• _Source material_
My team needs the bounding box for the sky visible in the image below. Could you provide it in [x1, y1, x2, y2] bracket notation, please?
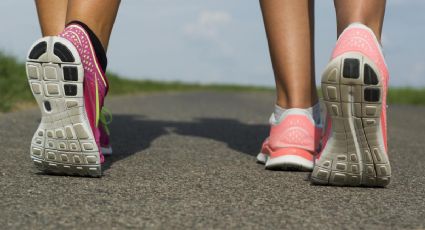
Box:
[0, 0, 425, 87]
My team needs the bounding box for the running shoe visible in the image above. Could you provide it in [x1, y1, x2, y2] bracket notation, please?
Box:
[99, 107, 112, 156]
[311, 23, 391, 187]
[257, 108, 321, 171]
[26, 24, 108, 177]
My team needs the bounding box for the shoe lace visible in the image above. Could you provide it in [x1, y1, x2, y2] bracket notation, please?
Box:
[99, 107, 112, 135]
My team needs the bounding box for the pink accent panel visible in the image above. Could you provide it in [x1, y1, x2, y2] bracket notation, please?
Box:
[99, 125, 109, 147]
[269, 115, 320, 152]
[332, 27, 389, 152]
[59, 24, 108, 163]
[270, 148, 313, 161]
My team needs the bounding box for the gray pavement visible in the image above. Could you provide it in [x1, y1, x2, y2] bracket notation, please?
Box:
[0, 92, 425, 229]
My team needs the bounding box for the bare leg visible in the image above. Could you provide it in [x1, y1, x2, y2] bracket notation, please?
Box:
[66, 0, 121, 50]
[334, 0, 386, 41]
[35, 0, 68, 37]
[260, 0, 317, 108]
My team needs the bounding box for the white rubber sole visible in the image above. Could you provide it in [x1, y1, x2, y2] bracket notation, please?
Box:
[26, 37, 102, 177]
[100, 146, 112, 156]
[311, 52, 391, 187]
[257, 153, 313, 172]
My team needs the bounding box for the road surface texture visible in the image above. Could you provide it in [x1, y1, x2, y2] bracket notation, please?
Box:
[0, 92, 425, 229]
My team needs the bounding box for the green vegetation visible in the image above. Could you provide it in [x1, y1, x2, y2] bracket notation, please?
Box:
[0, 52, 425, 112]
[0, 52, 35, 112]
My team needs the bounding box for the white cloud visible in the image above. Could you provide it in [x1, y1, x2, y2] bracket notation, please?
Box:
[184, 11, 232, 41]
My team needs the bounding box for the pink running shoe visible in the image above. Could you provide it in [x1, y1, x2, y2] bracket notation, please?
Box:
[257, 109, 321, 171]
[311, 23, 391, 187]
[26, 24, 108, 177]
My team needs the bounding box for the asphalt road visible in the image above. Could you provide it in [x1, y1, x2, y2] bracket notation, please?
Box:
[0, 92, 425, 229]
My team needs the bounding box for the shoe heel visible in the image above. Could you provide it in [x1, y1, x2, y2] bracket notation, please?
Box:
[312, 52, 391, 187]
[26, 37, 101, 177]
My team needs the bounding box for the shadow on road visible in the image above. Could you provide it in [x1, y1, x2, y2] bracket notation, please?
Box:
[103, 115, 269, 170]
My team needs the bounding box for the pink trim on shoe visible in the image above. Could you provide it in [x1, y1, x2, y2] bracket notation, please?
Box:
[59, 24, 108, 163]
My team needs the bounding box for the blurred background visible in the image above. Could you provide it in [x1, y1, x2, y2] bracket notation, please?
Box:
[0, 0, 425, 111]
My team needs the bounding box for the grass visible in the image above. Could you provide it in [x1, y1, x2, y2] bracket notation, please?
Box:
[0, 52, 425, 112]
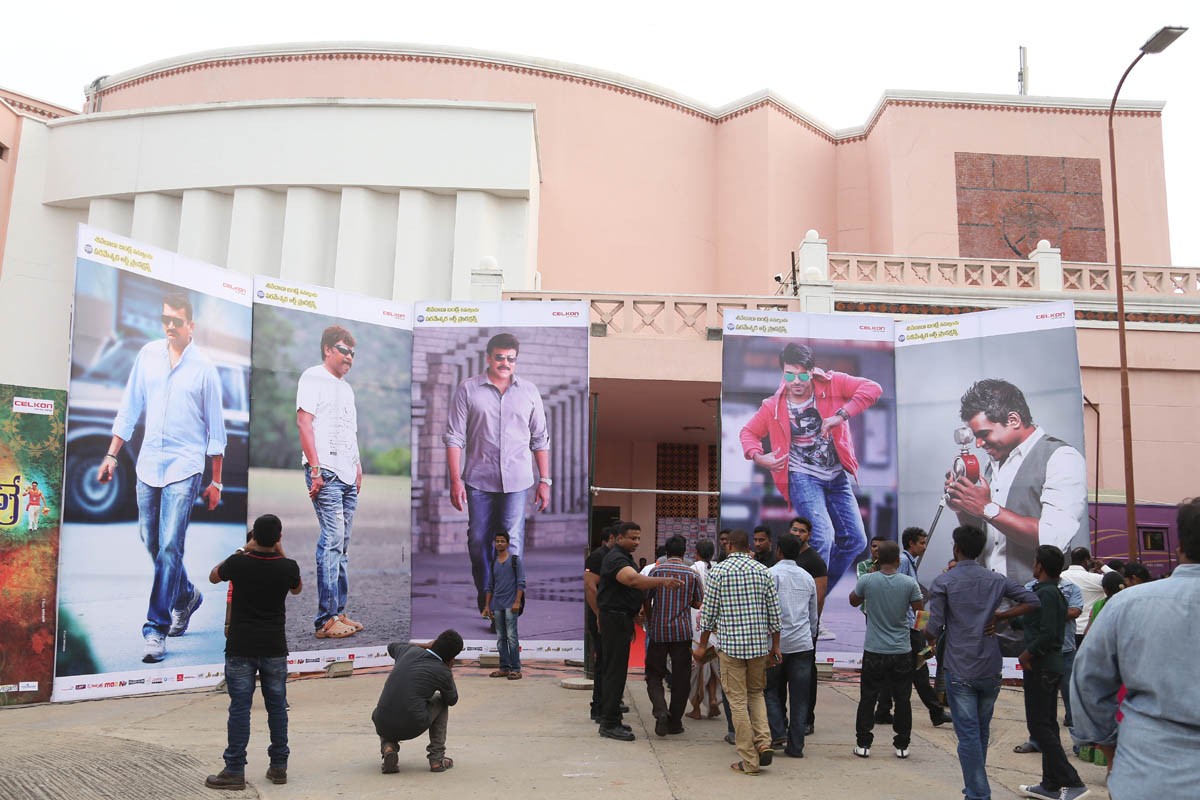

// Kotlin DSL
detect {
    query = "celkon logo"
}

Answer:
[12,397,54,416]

---

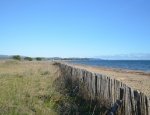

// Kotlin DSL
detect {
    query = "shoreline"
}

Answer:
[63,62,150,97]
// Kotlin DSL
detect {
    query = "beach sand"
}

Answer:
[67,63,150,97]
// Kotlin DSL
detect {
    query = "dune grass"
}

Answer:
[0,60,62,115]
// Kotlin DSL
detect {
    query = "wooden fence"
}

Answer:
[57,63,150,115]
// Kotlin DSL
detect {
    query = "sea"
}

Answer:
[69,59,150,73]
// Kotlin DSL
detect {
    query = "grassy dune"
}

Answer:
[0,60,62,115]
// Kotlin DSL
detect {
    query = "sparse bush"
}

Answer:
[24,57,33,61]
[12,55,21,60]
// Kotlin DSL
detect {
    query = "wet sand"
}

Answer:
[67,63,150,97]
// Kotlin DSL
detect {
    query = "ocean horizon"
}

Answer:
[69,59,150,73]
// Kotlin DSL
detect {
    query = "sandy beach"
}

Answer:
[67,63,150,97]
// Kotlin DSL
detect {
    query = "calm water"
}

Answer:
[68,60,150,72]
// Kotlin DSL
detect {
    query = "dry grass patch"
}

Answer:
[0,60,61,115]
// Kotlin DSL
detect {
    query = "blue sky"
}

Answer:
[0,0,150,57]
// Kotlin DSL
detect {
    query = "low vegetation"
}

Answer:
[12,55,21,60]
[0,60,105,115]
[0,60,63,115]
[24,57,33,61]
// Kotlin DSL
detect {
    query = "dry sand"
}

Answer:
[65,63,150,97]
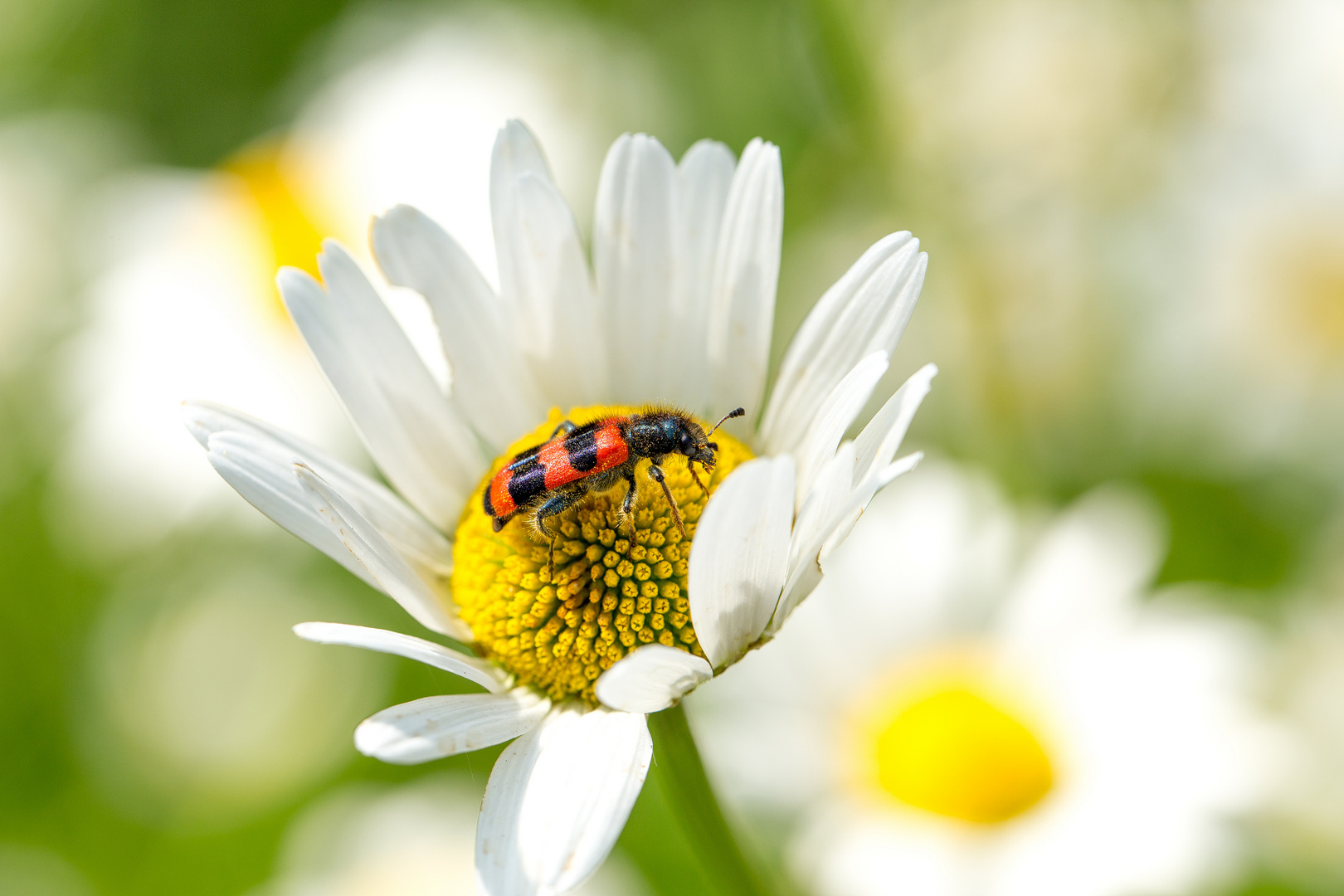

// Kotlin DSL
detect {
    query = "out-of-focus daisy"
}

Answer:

• _Set exercise_
Gather every line from the entries above that contains the word "shoe", and copy each one out in full. Only matches in the same case count.

• _Written solution_
My team needs the bounding box for the running shoe visible in the image above. Could you provide it in [x1, y1, x2, y2] bracket notation, please?
My team needs the bounding box for the shoe lace visible in the image above. Could you provide it in [x1, y1, x2, y2] bracket notation, please?
My team needs the bounding box for the pink running shoe visible in the image above. Could you provide it in [x1, y1, x2, y2] bracket notation, please?
My team needs the bounding box for the shoe heel visible in the image above. Could you provide it in [x1, y1, x2, y2] bracket notation, please?
My team needs the bounding box for the pink trim on shoe visible in the image above. Could you provide it in [x1, y1, x2, y2] bracket notation, please?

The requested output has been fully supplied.